TEXT SHOWN:
[Start of section]
In previous articles, I and Gene Smith, both mathematicians, have stated
our disapproval of defining % to be sometimes + and sometimes -.  We did
not get around to stating our opinions of the two identities involved, so
here's mine.

	(a/b)*b + a%b == a
This identity is clearly needed.  It enables one to go back and forth
between / and % in a consistent way, irregardless of whether % is MOD.
Indeed, among mathematicians, the official definition of quotient and
remainder for a over b (a,b integers with b>0) is to find the unique
integer values of q and r such that a==b*q+r and 0<=r<b.  You will see
both that the identity holds and remainder is non-negative.

	(-a)/b == -(a/b)
I see no reason for this.  It may look nice formally, it corresponds to the
school algorithms for how one goes about dividing with negative numbers by
hand, but I see no reason for it.  In fact, since to have both identities
holding requires what I consider the mathematically obnoxious choice of %,
I must oppose the identity.

Notice that I mentioned that b>0 in the official mathematical definition.
I really have no idea what one should do with b<0 in actual implementations.
I have never seen it come up in or out of mathematics.  Indeed, it perhaps
seems preferable to generate some sort of arithmetic fault here.  (Similarly
there are rare cases where you want 3./0. to NOT cause a divide by zero fault,
but you keep the fault because programmer error is the more likely explanation
for 3./0..)  But I am straying.

(Of course, these comments about division only refer to integer division.)
[End of section]
Items from a dataset:
[Start of section]
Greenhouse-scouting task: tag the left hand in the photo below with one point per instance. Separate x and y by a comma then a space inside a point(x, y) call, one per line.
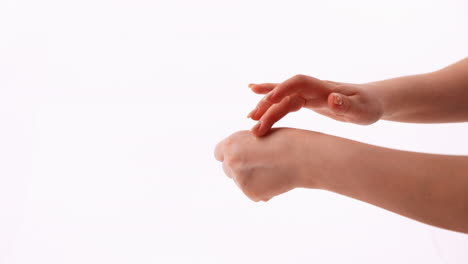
point(271, 165)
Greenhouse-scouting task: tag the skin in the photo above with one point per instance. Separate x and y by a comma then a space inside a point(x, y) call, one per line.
point(435, 97)
point(428, 188)
point(433, 189)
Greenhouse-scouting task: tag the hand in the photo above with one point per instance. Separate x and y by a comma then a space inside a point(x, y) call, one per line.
point(353, 103)
point(268, 166)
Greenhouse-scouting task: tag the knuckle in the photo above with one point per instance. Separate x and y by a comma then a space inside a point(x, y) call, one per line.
point(232, 161)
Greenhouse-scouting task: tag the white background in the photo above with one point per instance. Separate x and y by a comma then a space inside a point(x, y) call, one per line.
point(110, 110)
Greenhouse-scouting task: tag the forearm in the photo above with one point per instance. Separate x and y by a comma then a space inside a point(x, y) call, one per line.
point(436, 97)
point(429, 188)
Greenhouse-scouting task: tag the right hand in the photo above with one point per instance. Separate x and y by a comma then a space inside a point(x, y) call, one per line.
point(353, 103)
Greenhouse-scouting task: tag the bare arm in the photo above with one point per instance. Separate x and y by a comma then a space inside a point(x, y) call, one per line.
point(429, 188)
point(436, 97)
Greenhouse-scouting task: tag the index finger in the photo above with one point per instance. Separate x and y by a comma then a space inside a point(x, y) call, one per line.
point(291, 86)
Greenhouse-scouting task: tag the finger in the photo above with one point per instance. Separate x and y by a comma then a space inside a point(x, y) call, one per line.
point(227, 170)
point(276, 112)
point(295, 85)
point(289, 87)
point(219, 151)
point(262, 88)
point(260, 109)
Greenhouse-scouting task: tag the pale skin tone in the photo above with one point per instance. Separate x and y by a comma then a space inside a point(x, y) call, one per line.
point(429, 188)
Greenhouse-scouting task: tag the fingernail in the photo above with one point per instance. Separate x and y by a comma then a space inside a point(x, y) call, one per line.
point(270, 96)
point(337, 99)
point(251, 114)
point(256, 127)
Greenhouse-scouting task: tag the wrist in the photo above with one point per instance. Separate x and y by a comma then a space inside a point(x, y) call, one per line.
point(319, 159)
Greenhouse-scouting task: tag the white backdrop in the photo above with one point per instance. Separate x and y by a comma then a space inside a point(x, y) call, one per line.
point(110, 110)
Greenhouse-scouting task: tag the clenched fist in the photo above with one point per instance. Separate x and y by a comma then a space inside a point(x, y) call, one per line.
point(268, 166)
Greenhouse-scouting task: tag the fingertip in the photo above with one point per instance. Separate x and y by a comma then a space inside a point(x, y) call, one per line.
point(218, 152)
point(335, 101)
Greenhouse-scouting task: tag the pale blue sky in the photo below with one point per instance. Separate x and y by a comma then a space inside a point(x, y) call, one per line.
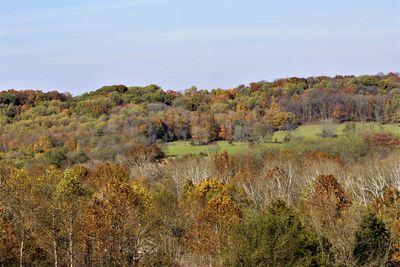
point(81, 45)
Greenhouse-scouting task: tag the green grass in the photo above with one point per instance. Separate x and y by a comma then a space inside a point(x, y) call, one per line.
point(301, 134)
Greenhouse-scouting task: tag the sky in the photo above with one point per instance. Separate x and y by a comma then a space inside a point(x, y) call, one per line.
point(80, 45)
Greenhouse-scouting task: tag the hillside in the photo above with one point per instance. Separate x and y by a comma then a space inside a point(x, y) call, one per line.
point(57, 128)
point(294, 172)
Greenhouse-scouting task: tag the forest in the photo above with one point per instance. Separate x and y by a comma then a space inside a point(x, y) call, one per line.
point(306, 173)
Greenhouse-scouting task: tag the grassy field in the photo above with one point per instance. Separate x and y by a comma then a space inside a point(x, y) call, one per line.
point(302, 133)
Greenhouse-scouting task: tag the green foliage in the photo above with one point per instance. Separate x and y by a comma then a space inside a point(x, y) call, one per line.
point(372, 242)
point(275, 237)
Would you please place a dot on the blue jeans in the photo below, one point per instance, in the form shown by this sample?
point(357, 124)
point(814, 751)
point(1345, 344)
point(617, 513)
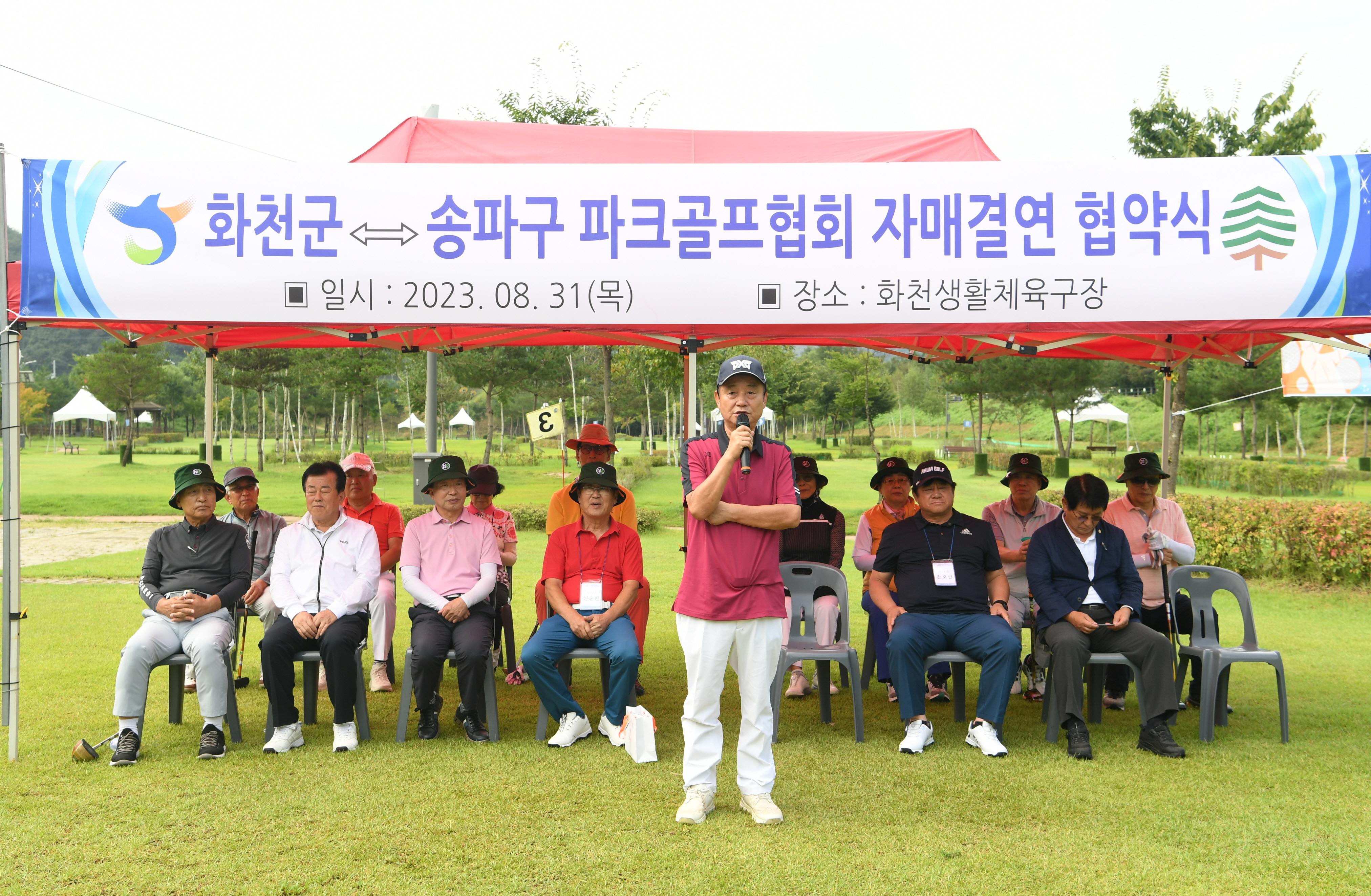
[End of section]
TASK TO COMPLETE: Continue the text about integer division and remainders, starting from its last sentence. The entries are separate material with no connection to the text about integer division.

EXERCISE OUTPUT:
-----------------------------------------------------------------------------
Sorry if we seemed a little heavy handed last time.  They've always seemed
like defects that we users have to program around, and with no chance of
ever changing, burned into all programming languages forever because--before
I was even born!--someone chose the wrong convention.  (Physicists sometimes
dream of a world were the electron has a *positive* charge; if only we could
go back in time and tell Ben Franklin to try the other convention; believe
us, Ben, it makes a difference; etc.; sigh)  Suddenly we get attached to the
network and discover that maybe there is a way--why someone out there even
ASKED us mathematicians what we thought!  (Thanks!)

We are both ex-Fortran programmers, and feel C and C++ are the wave of the
future among scientific programmers.  Now to convince the others....  (You
powers that be might want to help!)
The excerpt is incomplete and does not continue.